Point localization data>
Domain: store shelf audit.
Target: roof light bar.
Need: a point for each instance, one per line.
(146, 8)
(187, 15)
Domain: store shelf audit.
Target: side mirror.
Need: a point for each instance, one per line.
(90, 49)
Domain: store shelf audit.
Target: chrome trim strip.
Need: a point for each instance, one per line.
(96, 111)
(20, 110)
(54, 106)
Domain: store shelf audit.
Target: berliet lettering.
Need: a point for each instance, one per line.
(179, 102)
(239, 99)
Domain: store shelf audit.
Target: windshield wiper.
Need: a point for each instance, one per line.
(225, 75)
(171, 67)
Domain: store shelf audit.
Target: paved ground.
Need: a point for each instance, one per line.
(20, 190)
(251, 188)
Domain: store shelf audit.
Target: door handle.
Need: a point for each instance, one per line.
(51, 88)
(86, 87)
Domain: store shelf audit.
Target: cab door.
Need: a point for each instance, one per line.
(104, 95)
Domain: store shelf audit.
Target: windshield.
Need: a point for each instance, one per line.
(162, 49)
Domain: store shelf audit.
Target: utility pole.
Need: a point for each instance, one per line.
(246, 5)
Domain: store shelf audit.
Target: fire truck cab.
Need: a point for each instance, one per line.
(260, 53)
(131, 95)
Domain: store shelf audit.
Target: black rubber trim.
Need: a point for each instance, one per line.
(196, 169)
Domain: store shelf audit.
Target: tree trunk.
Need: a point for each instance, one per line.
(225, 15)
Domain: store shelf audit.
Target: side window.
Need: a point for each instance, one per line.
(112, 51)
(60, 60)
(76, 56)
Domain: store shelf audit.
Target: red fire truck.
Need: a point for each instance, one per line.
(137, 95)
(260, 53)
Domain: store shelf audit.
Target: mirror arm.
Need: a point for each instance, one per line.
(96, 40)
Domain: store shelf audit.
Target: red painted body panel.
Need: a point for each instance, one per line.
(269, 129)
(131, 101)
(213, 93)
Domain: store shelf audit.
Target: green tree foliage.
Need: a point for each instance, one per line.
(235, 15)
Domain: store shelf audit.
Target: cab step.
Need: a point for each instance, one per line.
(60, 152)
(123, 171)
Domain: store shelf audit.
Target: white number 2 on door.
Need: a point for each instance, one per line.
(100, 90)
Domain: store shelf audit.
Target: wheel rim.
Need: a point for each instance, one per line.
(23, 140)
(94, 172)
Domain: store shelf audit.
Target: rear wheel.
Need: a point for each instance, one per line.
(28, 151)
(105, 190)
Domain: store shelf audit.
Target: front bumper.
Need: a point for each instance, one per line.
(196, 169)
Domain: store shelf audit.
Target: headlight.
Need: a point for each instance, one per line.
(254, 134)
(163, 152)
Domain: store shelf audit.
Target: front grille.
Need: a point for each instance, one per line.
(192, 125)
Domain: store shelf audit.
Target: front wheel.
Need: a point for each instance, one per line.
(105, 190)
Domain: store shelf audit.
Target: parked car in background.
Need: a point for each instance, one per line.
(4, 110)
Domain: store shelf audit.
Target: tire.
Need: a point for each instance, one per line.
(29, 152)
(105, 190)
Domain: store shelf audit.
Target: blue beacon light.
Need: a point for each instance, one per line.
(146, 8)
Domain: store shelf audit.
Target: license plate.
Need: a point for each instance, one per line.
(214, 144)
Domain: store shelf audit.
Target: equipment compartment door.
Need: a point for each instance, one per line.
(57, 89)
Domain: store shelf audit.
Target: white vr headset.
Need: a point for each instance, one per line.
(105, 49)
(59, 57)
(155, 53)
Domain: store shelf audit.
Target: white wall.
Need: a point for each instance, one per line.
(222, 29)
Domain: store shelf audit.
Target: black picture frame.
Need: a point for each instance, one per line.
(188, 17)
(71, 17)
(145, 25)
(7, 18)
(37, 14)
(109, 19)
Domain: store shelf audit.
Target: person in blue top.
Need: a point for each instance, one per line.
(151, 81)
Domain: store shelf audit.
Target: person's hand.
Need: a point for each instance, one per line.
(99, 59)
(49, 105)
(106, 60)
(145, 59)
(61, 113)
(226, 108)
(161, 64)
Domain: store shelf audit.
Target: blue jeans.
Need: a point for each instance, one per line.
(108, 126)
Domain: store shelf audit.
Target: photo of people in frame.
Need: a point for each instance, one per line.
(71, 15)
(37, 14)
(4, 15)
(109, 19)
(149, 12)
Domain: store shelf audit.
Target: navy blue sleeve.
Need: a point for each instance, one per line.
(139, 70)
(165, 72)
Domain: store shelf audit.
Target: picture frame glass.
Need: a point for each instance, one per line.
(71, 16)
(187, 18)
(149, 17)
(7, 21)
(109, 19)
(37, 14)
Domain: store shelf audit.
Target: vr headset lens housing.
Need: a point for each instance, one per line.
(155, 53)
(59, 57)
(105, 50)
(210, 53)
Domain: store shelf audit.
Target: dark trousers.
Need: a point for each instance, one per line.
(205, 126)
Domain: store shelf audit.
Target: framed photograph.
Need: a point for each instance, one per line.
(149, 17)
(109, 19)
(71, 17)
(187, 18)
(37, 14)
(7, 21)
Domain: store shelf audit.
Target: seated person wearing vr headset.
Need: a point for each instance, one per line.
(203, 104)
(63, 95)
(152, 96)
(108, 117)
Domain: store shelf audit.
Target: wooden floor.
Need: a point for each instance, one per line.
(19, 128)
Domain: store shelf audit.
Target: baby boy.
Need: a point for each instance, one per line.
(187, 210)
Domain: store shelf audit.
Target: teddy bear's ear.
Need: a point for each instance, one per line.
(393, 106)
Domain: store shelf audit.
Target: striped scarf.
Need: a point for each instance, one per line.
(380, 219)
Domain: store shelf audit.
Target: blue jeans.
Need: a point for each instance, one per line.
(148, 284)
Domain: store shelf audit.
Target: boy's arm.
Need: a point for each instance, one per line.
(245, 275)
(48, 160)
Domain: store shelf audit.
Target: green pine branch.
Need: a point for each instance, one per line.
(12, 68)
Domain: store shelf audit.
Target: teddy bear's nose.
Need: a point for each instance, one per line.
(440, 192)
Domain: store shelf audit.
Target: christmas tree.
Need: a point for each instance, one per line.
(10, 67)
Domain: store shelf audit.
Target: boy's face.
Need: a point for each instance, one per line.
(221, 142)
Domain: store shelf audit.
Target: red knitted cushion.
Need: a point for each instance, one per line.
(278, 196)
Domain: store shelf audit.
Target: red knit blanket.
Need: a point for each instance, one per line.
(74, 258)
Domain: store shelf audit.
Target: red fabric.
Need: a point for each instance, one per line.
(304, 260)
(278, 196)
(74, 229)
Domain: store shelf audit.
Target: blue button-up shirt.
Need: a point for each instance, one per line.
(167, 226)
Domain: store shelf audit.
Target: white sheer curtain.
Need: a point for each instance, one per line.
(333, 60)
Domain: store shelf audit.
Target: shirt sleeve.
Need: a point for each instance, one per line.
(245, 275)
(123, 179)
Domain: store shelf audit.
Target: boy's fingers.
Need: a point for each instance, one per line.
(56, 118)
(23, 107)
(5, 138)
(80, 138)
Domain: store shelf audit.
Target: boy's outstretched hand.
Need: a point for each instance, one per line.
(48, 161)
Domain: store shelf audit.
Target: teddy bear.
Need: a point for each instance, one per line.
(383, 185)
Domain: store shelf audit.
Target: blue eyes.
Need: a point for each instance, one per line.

Directions> If a line in the entries above contains "blue", include it in the count, then report only the total.

Response area> 7